EXCERPTED RECORDS

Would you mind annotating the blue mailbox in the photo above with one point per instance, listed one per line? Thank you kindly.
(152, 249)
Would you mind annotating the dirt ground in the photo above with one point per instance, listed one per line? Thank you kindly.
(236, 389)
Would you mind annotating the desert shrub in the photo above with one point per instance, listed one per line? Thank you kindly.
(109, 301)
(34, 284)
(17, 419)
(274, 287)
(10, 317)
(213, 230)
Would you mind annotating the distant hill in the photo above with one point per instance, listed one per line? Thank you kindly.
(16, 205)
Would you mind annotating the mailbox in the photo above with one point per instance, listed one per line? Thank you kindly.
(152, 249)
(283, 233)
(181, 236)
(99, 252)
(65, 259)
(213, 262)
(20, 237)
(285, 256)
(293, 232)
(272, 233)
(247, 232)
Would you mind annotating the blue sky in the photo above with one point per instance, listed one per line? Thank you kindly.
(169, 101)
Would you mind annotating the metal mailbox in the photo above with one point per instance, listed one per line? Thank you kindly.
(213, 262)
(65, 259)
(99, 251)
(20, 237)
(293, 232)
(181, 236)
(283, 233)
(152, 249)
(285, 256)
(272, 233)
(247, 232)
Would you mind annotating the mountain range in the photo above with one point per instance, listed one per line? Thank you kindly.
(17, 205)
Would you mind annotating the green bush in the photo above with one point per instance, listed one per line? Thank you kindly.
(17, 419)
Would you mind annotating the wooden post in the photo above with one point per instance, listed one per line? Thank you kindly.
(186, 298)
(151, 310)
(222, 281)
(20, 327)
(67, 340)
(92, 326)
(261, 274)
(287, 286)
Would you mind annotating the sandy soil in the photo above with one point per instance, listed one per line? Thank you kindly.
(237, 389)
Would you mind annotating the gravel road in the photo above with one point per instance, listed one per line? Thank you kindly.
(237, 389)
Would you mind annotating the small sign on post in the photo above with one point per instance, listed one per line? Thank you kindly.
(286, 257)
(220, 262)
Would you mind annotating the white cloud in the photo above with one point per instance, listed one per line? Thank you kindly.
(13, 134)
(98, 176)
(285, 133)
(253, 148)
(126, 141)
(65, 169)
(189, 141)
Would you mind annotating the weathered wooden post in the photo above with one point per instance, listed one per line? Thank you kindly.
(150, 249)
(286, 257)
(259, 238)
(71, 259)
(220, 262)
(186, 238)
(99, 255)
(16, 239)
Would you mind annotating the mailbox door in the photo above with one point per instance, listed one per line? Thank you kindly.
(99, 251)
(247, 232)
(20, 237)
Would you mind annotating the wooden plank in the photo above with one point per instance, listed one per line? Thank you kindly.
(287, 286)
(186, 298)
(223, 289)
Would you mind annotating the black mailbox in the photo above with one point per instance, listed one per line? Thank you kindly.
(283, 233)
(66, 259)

DIRECTIONS FOR THIS TASK
Write the material out exactly, with nothing left out.

EXERCISE OUTPUT
Would you mind annotating the blue mailbox in the photo above with one point per instance, listed one per line? Thank you kindly.
(152, 249)
Would you mind annotating the dirt ground in the photo above with one point per instance, listed one per line? Thank you kindly.
(236, 389)
Would you mind annotating the desert shrub in the photo above with one point per instance, listed one per line? Thank you kindly.
(109, 301)
(34, 284)
(17, 419)
(274, 287)
(10, 317)
(213, 230)
Would you mind annotating the distant hill in the photo above with one point per instance, listed one per line? Thank you kindly.
(16, 205)
Would you mind annotating the mailbox in the photo above with one point per instance, listed one per line? Thank you kindly.
(152, 249)
(283, 233)
(181, 236)
(99, 252)
(65, 259)
(213, 262)
(20, 237)
(285, 256)
(293, 232)
(272, 233)
(247, 232)
Would you mind annotating the blue sky in the photo above with one point per instance, listed one per line? Thank you kindly.
(169, 101)
Would you mind annotating the metal mailbox in the photo above with one point per instance, listed one per line? Thank you kindly.
(213, 262)
(65, 259)
(99, 251)
(20, 237)
(293, 232)
(181, 236)
(283, 233)
(152, 249)
(285, 256)
(272, 233)
(247, 232)
Would you mind annotating the mountain range in the photo above with one point per instance, listed one per line? Thank you kindly.
(17, 205)
Would you mind annotating the green bush in the photo above with one point per instance, listed one per line? Thank you kindly.
(17, 419)
Would you mind annotating the wooden post in the photo above with one point per instance, listed one per line? Thank you kindly.
(186, 298)
(151, 310)
(222, 281)
(20, 327)
(67, 340)
(92, 326)
(261, 274)
(287, 286)
Would you mind annotating the sandy soil in the photo above with one point per instance, listed one per line? Thank you kindly.
(237, 389)
Would you mind annotating the gravel road in the photo above with one point per instance, listed one per line? Thank you kindly.
(237, 389)
Would you mind annotating the small sign on post in the photo above with one point per instance, listed one per line? Thank you kindly.
(286, 257)
(220, 262)
Would you mind annotating the white cloud in the photo above with one point per instance, listed one per line? Thank you kindly.
(13, 134)
(98, 176)
(285, 133)
(253, 148)
(126, 141)
(65, 169)
(189, 141)
Would you mind annotating the weathered wooden post in the photo above with one point per instance, listed one per line? Thank you kindly.
(150, 249)
(286, 257)
(259, 238)
(71, 259)
(220, 262)
(186, 238)
(99, 255)
(16, 239)
Would you mind annotating the mailbox door in the photo above with one point per instance, listed one per line? Thank you kindly.
(99, 251)
(247, 232)
(20, 237)
Would you mind annotating the wooden plank in the photo above with one point per instance, listed one per line? Thank you kindly.
(287, 286)
(186, 298)
(223, 289)
Would you mind annotating the black mailbox in the photo above with one point per instance, listed one per line? Thank you kindly.
(283, 233)
(66, 259)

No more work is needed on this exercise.